WHAT THE EXERCISE ASKS:
Rescale the items from the start through the line containing "left=0, top=389, right=349, bottom=524", inclusive, by multiplying every box coordinate in the answers by 2.3 and rounding to whole numbers, with halves rounded up. Write out all of those lines again, including the requests.

### PROVIDED ENTRIES ###

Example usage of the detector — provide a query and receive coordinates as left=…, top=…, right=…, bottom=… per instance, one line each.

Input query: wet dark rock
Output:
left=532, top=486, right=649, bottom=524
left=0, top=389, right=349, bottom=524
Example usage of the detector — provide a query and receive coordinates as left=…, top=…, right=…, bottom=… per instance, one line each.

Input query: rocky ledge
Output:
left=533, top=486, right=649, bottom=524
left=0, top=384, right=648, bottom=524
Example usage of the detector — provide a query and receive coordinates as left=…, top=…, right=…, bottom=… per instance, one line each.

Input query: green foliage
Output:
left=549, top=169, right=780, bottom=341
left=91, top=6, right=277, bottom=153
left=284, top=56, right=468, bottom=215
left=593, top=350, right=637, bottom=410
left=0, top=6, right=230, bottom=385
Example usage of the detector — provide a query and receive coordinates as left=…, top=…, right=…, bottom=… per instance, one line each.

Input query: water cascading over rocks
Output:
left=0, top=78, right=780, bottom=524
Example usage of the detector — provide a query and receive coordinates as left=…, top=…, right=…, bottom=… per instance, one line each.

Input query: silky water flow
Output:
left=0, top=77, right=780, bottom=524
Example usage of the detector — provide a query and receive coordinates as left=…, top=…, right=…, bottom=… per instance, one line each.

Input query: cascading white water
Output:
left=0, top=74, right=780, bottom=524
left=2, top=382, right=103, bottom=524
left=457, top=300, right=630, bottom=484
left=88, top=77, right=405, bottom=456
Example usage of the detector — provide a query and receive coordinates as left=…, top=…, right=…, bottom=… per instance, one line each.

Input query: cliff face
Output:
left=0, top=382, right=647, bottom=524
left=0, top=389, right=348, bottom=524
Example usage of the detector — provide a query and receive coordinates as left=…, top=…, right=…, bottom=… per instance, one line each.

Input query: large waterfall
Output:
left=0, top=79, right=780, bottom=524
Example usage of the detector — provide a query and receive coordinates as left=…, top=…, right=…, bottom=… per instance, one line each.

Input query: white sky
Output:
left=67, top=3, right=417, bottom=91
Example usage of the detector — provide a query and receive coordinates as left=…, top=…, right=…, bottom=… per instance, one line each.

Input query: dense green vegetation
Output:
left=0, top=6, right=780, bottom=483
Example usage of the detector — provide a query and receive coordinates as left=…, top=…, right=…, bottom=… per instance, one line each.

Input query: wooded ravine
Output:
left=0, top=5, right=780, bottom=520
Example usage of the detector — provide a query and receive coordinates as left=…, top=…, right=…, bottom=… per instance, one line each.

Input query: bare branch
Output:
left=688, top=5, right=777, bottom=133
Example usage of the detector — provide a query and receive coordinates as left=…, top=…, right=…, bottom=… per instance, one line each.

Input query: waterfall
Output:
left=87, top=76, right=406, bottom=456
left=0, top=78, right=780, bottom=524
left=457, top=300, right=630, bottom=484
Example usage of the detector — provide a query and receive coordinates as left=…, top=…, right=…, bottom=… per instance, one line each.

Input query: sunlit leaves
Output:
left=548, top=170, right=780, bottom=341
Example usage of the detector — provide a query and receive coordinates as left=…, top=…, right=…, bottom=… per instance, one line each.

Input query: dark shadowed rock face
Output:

###

FINISHED ANSWER:
Example usage of the detector — provide a query and receive coordinates as left=…, top=…, right=…, bottom=… per instance, one line each.

Input query: wet dark rock
Output:
left=1224, top=1118, right=1493, bottom=1205
left=0, top=895, right=803, bottom=1205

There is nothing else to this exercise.